- [PROMPT]:
Look through the material below. Return exactly the lines from the one with "positive clicks: (118, 39)" through the one with "box: [435, 313, 470, 329]", both included.

(RECORDS FOR THIS EXERCISE begins)

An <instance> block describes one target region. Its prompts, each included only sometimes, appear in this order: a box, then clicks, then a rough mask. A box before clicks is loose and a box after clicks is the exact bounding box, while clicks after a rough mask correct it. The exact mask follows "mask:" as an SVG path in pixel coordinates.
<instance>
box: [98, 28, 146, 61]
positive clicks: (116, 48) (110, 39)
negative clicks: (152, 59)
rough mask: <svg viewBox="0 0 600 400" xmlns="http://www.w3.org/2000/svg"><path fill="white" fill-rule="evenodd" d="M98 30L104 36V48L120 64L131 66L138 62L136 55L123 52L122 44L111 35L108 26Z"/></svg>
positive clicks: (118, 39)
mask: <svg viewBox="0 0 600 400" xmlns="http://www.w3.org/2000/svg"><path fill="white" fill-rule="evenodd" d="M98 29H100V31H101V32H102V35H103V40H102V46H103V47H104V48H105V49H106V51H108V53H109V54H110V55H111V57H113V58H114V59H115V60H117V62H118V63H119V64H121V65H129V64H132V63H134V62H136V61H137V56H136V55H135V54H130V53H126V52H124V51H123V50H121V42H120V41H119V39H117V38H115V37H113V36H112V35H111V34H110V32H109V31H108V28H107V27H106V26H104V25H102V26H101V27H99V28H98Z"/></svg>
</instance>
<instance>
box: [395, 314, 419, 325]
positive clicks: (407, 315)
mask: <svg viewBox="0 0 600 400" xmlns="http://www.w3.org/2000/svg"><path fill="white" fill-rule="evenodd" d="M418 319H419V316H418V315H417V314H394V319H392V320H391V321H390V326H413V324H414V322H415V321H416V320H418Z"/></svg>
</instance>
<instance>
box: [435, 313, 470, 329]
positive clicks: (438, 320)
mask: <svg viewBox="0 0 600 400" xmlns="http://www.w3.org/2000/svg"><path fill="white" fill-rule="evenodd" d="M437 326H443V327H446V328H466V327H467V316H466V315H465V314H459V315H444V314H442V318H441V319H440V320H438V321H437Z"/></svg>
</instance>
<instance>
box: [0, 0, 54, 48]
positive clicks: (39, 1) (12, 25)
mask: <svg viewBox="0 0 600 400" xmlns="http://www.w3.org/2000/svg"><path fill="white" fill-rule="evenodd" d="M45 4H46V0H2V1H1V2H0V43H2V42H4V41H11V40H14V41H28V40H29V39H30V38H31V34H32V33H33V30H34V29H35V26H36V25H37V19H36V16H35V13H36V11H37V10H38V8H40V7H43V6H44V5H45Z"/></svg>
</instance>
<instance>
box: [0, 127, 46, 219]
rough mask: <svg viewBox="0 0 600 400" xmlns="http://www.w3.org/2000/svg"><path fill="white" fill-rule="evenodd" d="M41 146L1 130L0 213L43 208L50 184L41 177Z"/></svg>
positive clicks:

(RECORDS FOR THIS EXERCISE ends)

- [EXERCISE SOLUTION]:
positive clicks: (118, 39)
mask: <svg viewBox="0 0 600 400" xmlns="http://www.w3.org/2000/svg"><path fill="white" fill-rule="evenodd" d="M98 29H100V31H101V32H102V35H103V40H102V46H103V47H104V48H105V49H106V51H108V53H109V54H110V55H111V57H113V58H114V59H115V60H117V62H118V63H119V64H121V65H129V64H132V63H134V62H136V61H137V56H136V55H135V54H130V53H126V52H124V51H123V50H121V42H120V41H119V39H117V38H115V37H113V36H112V35H111V34H110V32H109V31H108V28H107V27H106V26H104V25H102V26H101V27H99V28H98Z"/></svg>
</instance>
<instance>
box: [395, 314, 419, 325]
positive clicks: (407, 315)
mask: <svg viewBox="0 0 600 400" xmlns="http://www.w3.org/2000/svg"><path fill="white" fill-rule="evenodd" d="M418 319H419V316H418V315H417V314H394V319H392V320H391V321H390V326H413V324H414V322H415V321H416V320H418Z"/></svg>
</instance>
<instance>
box: [435, 313, 470, 329]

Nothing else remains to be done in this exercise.